> Bereitgestellter Text
'''
Finanzmarktkrise

Evergrande mischt Chinas Bankenszene auf

Chinas Finanzmärkte werden durch die Gefahr eines Zusammenbruchs des Immobilienriesen Evergrande stark belastet. Die Zentralbank lässt außerplanmäßig Mittel in den Geldmarkt einschießen, um einer Liquiditätsklemme im Interbankgeschäft und weiteren Ansteckungsgefahren vorzubeugen.

Evergrande mischt Chinas Bankenszene auf

Von Norbert Hellmann, Schanghai

Die Existenznöte des zweitgrößten chinesischen Immobilienentwicklers China Evergrande Group verdichten sich zu einer immer ungemütlicheren Atmosphäre am chinesischen Finanzmarkt. Angesichts gewaltiger Verbindlichkeiten gegenüber Banken, Zulieferern, Baukontraktpartnern und anderen Gläubigern von über 300 Mrd. Dollar und einer immer drastischeren Liquiditätsklemme wachsen die Sorgen über „systemische Risiken“ beziehungsweise Ansteckungsgefahren im Falle eines ungeordneten Zusammenbruchs des dramatisch überschuldeten Bauträgers.

Lehman-Diskussion

Unter Marktteilnehmern, Analysten und China-Ökonomen ist eine heiße Diskussion darüber entbrannt, welche Konsequenzen ein unmittelbarer Kollaps des Sektorgiganten zeitigen könnte. Dabei fällt vor allem das Wort vom sogenannten „Leh­man-Risiko“, also dem plötzlichen Konkurs der im internationalen Finanzsystem breit vernetzten US-Investmentbank Lehman Brothers Mitte September 2008. Er führte zu einer rapiden Austrocknung des US-Geldmarktes, legte das Interbankengeschäft lahm und löste eine breite Vertrauenskrise im Bankensystem aus, die letztlich in einer historischen globalen Finanzkrise mündete.

Evergrande ist freilich ein gänzlich anderer Fall, es geht schließlich um einen Immobilienkonzern und nicht ein hoch vernetztes Finanzinstitut als Player am Geld- und Interbankenmarkt. Auch im Ernstfall würde es sich um einen Konkurs mit Ansage handeln, für den sich die Marktteilnehmer bereits wappnen. Bezeichnenderweise hat Evergrande nun Finanzberater und Umschuldungsspezialisten angeheuert, zu denen auch die US-Beratungsfirma und Investmentbank Houlihan Lokey gehört. Diese wiederum hatte sich in der Finanzkrise einen besonderen Namen als Krisenmanager und Berater der Gläubiger von Lehman gemacht.

Gegenwärtig gilt als wahrscheinlichstes Szenario, dass es zu einem äußerst komplexen, aber geordneten Umschuldungsverfahren kommen wird. Dennoch zeigt sich die chinesische Zentralbank alarmiert, zumal sie bereits 2018 eine Reihe von Nichtfinanzunternehmen, darunter auch Evergrande, als mögliches systemisches Risiko für Chinas Finanzsystem eingestuft hatte. So steht die Zentralbank auch Gewehr bei Fuß, um Liquiditätsspannungen am Geldmarkt im Zusammenhang mit Evergrande zuvorzukommen.
'''
(Auszüge aus einem Pointing-Datensatz)
'''
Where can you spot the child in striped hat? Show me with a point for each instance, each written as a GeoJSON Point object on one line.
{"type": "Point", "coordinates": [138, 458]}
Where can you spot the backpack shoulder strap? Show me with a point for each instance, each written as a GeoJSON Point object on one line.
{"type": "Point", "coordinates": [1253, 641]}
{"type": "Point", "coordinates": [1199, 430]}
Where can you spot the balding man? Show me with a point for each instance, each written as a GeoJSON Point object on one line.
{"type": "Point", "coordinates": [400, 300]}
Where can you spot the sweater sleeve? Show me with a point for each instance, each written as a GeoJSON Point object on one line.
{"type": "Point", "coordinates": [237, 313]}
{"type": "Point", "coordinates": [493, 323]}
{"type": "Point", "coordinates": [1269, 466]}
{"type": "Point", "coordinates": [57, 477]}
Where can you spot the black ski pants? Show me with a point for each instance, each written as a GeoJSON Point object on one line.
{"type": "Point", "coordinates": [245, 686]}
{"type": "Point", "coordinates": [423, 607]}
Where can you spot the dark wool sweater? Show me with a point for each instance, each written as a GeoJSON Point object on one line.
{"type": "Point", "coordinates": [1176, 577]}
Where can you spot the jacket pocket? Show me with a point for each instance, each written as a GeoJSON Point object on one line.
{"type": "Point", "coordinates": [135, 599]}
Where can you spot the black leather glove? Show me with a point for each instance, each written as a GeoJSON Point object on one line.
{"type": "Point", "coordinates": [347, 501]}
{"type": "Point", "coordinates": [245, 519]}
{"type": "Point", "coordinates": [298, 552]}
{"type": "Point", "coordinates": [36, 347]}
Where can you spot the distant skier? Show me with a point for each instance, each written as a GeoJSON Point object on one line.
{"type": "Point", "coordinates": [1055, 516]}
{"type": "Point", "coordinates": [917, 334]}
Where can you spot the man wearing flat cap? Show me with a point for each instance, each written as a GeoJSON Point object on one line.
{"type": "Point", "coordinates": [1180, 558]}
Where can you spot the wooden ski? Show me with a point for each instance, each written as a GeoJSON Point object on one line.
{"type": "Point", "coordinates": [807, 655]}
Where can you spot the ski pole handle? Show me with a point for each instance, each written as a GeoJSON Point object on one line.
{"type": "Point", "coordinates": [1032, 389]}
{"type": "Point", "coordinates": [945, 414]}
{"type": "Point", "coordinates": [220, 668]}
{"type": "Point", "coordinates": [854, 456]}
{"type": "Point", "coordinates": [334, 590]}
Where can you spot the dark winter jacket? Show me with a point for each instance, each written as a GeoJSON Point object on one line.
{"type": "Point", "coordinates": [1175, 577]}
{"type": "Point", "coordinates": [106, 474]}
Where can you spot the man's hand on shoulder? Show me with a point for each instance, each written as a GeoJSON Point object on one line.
'''
> Was zu tun ist
[1] Geben Sie aus dem Text über die Evergrande-Krise den Abschnitt wortgetreu wieder, der mit „Von Norbert Hellmann, Schanghai“ beginnt und mit „dramatisch überschuldeten Bauträgers.“ endet.
[2] Führen Sie den Text über die Evergrande-Krise an der Stelle fort, an der er aufhört.

> Antworten im Überblick
[1]
Von Norbert Hellmann, Schanghai

Die Existenznöte des zweitgrößten chinesischen Immobilienentwicklers China Evergrande Group verdichten sich zu einer immer ungemütlicheren Atmosphäre am chinesischen Finanzmarkt. Angesichts gewaltiger Verbindlichkeiten gegenüber Banken, Zulieferern, Baukontraktpartnern und anderen Gläubigern von über 300 Mrd. Dollar und einer immer drastischeren Liquiditätsklemme wachsen die Sorgen über „systemische Risiken“ beziehungsweise Ansteckungsgefahren im Falle eines ungeordneten Zusammenbruchs des dramatisch überschuldeten Bauträgers.

[2]
Am Freitag hat sich die People’s Bank of China (PBOC) denn auch dazu entschlossen, eine außerplanmäßige Liquiditätsinjektion im Rahmen von kurzfristigen Repogeschäften vorzunehmen. Damit wurden 100 Mrd. Yuan (gut 13 Mrd. Euro) in den Geldmarktkreislauf eingeschossen. Die Maßnahme trug allerdings nicht dazu bei, die Zinsen im Interbankenmarkt zu drücken, vielmehr zog der 7-tägige Reposatz als wichtiger Indikator für Refinanzierungskosten am Geldmarkt um 14Basispunkte auf 2,4% an und steht jetzt wieder auf dem höchsten Niveau seit Jahresmitte. Gegenwärtig sieht man zwar keine Anzeichen für Panik im chinesischen Bankenlager, allerdings gibt es Anzeichen dafür, dass chinesische Kreditinstitute Liquidität zu horten beginnen, um sich auf das „Worst-Case-Szenario“ eines Konkurses mit einem Totalausfall von Krediten und Anleihen und weitere Schockwellen im Finanzsystem vorzubereiten.

Regierung hält sich zurück

Die chinesische Regierung wiederum hält sich weiter zurück und gibt keinerlei Signale, dass die vom Milliardär Hui Ka Yan maßgeblich kontrollierte Evergrande-Gruppe mit staatlichen Mitteln aufgefangen werden soll, um den chinesischen Immobilienmarkt und andere Bauträger vor größeren Schäden zu bewahren. Allerdings scheinen chinesische Behörden und Finanzregulatoren hinter den Kulissen die in der Regel staatskontrollierten heimischen Banken angewiesen zu haben, Evergrande nicht plötzlich fallen zu lassen, sondern zumindest vorläufig mit dem Aufschub von Zinsrückzahlungen und einem Rollover von fällig werdenden Krediten zahlungsfähig zu halten.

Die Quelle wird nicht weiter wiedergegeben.